* [ИСХОДНЫЙ ТЕКСТ]

--------------------------------------------------

Автор: Виталий Даренский

 

В наши дни многие люди обращаются к стихотворению Ф.И. Тютчева, написанному по поводу польского восстания 1863 года и так потрясающего современного читателя своей актуальностью и своим пророческий смыслом:

Ужасный сон отяготел над нами,

Ужасный, безобразный сон:

В крови до пят, мы бьемся с мертвецами,

Воскресшими для новых похорон.

 

Осьмой уж месяц длятся эти битвы,

Геройский пыл, предательство и ложь,

Притон  разбойничий в дому молитвы,

В одной руке распятие и нож.

 

И целый мир, как опьяненный ложью,

Все виды зла, все ухищренья зла!..

Нет, никогда так дерзко правду божью

Людская кривда к бою не звала!..

 

И этот клич сочувствия слепого,

Всемирный клич к неистовой борьбе,

Разврат умов и искаженье слова —

Все поднялось и все грозит тебе,

 

О край родной! — такого ополченья

Мир не видал с первоначальных дней…

Велико, знать, о Русь, твое значенье!

Мужайся, стой, крепись и одолей!

 

Как поэт сумел в этом частном явлении прозреть вечную судьбу России как страны, борющейся с мiровым злом в его разнообразных воплощениях? Для того чтобы это понять, нужно понять сам феномен Ф.И. Тютчева как поэта Империи, т.е. как поэта, выразившего особый опыт Имперской истории и души.

Империя как высшая историческая форма бытия нации является не только феноменом политическим, социально-экономическим, военным и локально-цивилизационным, но и феноменом духовно-экзистенциальным. Последний составляет антропологическое основание всех остальных, поскольку без культивирования определенного человеческого типа, который может быть назван Имперским, создание Имперских политических, экономических, цивилизационных и других структур является в принципе невозможным. Он является их живым носителем, который иначе и не мыслит свою историческую и нравственную самореализацию. В свою очередь, разрушению этих структур, падению великих Империй всегда предшествует иссякновение и почти полное исчезновение этого человеческого типа. Современный кризис подлинной Имперскости является, в первую очередь, культурно-антропологическим кризисом, кризисом определенного экзистенциального типа человека, способного к великим историческим свершениям, конечным выражением которых всегда являлось создание Имперской государственности и Имперского типа культуры. 

Важнейшим источником познания Имперского народа и личности являются великие культуры, созданные их представителями, в частности, художественная литература. Все великие литературы были Имперскими литературами – они выражали тот же самый подвижнический дух, который двигал создателями великих государств. Этот факт столь очевиден, что не требует специальных доказательств. И это естественно, поскольку Империя всегда основана на том, что утверждает героический и творческий человеческий идеал и поэтому осознает уникальность своей исторической миссии.

--------------------------------------------------

* [ЗАДАНИЯ К УПРАЖНЕНИЮ]
• a. Перепишите без изменений фрагмент текста о Тютчеве от «Воскресшими для новых» до «распятие и нож.» включительно.
• b. Что, согласно тексту о Тютчеве, всегда предшествует падению великих Империй?
• c. Продолжите текст о Тютчеве, начав сразу после его последнего предложения.
Листинг с текстом о Тютчеве никак не связан.

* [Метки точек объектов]
--------------------------------------------------

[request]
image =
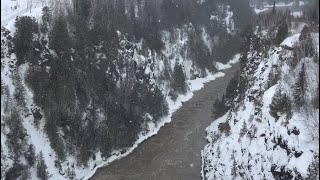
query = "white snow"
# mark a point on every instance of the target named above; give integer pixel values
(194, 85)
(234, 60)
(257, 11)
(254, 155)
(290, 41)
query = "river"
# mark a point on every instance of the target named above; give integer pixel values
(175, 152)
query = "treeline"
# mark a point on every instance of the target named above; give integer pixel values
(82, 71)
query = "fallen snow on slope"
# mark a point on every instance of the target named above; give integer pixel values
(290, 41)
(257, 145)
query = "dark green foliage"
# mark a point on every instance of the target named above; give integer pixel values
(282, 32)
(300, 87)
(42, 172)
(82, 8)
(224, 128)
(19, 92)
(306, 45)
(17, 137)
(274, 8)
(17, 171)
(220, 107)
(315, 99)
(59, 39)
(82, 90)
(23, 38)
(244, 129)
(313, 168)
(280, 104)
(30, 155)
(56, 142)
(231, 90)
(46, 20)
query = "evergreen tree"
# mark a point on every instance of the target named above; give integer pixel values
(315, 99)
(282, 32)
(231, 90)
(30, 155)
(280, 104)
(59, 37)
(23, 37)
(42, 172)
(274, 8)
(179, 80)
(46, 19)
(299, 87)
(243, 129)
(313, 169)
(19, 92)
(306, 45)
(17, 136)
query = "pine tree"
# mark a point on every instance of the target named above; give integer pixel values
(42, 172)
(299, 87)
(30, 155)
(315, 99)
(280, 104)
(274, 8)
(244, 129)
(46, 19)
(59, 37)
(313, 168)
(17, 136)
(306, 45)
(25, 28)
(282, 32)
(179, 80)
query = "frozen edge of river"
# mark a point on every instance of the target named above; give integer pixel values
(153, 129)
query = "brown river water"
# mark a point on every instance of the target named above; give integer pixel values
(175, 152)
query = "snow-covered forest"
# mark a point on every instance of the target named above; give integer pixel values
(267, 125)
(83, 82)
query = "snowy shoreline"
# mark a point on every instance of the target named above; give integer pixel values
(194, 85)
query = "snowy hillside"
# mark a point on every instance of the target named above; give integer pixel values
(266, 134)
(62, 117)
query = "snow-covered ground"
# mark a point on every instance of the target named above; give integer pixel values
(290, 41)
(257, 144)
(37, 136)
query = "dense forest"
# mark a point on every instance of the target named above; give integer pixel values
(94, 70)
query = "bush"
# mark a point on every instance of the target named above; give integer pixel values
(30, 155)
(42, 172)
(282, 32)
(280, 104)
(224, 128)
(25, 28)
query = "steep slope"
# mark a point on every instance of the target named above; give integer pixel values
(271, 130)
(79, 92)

--------------------------------------------------

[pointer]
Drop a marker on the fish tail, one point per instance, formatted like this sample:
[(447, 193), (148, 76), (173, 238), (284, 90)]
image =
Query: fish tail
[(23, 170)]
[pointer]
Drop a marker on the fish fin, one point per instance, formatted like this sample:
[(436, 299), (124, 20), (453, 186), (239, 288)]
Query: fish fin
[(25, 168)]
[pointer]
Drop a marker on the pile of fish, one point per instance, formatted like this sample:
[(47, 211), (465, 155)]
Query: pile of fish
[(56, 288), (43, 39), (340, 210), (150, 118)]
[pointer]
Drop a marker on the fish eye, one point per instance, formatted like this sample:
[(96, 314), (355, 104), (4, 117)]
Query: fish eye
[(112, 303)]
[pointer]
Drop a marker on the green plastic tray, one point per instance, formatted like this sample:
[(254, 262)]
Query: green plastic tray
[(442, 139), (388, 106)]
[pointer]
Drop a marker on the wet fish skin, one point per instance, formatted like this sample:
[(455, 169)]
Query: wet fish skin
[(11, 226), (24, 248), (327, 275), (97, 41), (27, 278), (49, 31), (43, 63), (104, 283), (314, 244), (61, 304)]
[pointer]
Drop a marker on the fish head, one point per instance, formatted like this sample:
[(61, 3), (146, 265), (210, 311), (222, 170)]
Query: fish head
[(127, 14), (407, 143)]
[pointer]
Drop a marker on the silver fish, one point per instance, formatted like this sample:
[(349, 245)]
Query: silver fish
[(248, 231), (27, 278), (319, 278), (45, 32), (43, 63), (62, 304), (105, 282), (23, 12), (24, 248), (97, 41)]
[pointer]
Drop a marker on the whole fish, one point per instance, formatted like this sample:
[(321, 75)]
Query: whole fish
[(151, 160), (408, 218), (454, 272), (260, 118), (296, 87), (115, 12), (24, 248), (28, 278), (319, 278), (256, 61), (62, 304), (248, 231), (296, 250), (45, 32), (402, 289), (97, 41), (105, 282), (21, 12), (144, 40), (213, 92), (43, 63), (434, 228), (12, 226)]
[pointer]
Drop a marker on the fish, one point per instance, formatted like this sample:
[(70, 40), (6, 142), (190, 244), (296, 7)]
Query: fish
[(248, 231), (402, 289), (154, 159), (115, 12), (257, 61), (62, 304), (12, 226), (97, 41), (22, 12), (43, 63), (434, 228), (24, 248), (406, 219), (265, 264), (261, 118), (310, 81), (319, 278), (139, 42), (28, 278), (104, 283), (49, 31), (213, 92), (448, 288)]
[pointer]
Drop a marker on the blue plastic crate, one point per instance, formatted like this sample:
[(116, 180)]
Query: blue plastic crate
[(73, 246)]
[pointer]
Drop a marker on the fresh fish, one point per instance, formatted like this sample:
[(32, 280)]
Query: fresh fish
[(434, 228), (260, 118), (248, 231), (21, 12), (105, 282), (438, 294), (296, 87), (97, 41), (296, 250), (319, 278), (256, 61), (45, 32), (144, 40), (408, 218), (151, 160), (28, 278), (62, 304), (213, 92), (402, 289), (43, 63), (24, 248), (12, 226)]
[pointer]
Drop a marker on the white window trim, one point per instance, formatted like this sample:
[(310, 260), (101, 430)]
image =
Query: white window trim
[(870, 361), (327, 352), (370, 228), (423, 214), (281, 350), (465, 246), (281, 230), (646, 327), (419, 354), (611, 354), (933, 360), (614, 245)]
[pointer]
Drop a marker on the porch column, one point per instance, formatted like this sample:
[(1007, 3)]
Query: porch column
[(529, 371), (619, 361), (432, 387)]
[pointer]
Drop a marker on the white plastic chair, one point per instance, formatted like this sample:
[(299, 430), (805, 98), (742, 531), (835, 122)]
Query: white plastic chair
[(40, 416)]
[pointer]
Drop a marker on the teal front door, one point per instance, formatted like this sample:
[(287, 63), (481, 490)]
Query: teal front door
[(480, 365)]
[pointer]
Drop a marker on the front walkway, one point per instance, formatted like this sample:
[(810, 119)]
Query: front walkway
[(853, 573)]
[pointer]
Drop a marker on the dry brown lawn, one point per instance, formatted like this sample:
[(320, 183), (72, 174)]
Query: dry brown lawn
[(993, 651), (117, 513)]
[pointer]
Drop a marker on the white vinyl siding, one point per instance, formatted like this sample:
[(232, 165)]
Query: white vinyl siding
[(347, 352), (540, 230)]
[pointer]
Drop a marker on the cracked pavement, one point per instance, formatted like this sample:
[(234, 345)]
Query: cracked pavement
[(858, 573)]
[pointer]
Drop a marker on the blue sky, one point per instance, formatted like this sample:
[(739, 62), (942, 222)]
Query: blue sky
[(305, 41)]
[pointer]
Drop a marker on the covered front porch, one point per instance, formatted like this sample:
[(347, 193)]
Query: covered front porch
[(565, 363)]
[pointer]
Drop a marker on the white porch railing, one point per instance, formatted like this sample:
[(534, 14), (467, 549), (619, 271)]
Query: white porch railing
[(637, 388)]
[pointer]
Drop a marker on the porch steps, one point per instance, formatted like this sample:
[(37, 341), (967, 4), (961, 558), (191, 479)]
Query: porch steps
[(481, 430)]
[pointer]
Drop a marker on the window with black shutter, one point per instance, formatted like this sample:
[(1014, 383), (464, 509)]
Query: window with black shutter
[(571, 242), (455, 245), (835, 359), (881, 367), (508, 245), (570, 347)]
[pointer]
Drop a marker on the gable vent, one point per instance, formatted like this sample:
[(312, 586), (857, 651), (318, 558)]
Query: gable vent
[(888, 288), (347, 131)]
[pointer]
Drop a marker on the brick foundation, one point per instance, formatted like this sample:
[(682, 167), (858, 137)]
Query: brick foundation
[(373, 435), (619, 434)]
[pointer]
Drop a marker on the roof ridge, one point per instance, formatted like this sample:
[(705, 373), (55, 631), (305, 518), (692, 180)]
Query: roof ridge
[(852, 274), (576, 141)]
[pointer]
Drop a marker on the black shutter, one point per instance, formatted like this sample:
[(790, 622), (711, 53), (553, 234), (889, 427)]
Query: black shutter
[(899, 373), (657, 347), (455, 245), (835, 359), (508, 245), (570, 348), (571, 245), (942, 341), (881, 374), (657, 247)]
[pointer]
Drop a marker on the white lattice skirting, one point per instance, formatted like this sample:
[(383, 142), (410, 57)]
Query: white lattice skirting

--------------------------------------------------

* [ОТВЕТЫ К УПРАЖНЕНИЮ]
• a.
Воскресшими для новых похорон.

 

Осьмой уж месяц длятся эти битвы,

Геройский пыл, предательство и ложь,

Притон  разбойничий в дому молитвы,

В одной руке распятие и нож.

• b. Иссякновение и почти полное исчезновение Имперского человеческого типа.

• c.
Отражением Имперского сознания Ф.И. Тютчева в его поэзии считаются в первую очередь произведения, написанные «на злобу дня», являющиеся непосредственным откликом на важные исторические события, происходившие при его жизни. Особенно значительным в этом отношении является стихотворение, обращенное к либералу и тайному ненавистнику России К.В. Нессельроде («Нет, карлик мой, трус беспримерный…»), касающееся известного «вопроса о проливах», который для России был вопросом не только геополитическим, но и вопросом духовным – вопросом о наследии Византии, о судьбе Константинова Града, а значит, и вопросом о предназначении России, воспринявшей преемство Православного Царства. В этом стихотворении есть слова: «То, что обещано судьбами / Уж в колыбели было ей / Что ей завещано веками / И верой всех ее Царей… / Венца и скиптра Византии / Вам не удастся нас лишить! / Всемирную судьбу России – / Нет, вам ее не запрудить!..»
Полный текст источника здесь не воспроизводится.